Work item
An exact transcription of every record below is required, with the pictures left out.

-------- Provided records --------

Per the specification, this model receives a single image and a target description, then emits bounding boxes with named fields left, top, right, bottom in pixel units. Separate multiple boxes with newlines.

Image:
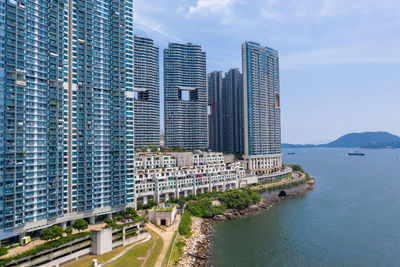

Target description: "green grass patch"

left=108, top=229, right=163, bottom=267
left=179, top=211, right=192, bottom=237
left=163, top=233, right=185, bottom=267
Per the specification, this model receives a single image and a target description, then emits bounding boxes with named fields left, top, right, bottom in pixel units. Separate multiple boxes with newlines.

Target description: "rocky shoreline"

left=178, top=178, right=315, bottom=266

--------

Finished task
Per the specification, this model receives a single image and a target description, then emits bounding boxes with named fields left, top, right, bottom in pixel units. Separate multiple boxes with newlines.

Image:

Target description: "green grass patch"

left=108, top=229, right=163, bottom=267
left=179, top=211, right=192, bottom=237
left=163, top=233, right=185, bottom=267
Per the specification, this model receives a single image and a target description, then emits bounding boxes with named fields left, top, right, bottom in pixel units. Separate multiple boxes with newlines.

Target description: "rocky shoreline"

left=178, top=178, right=315, bottom=266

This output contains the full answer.